- _Extracted data entries_
>>>>>

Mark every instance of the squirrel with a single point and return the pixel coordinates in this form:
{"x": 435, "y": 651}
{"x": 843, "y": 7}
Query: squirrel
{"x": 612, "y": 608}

<<<<<

- _Assignment_
Please return every entry exactly as it appears.

- _Task solution_
Mark every instance of the squirrel with a single point and return the pixel coordinates in this form:
{"x": 435, "y": 651}
{"x": 843, "y": 7}
Query: squirrel
{"x": 612, "y": 608}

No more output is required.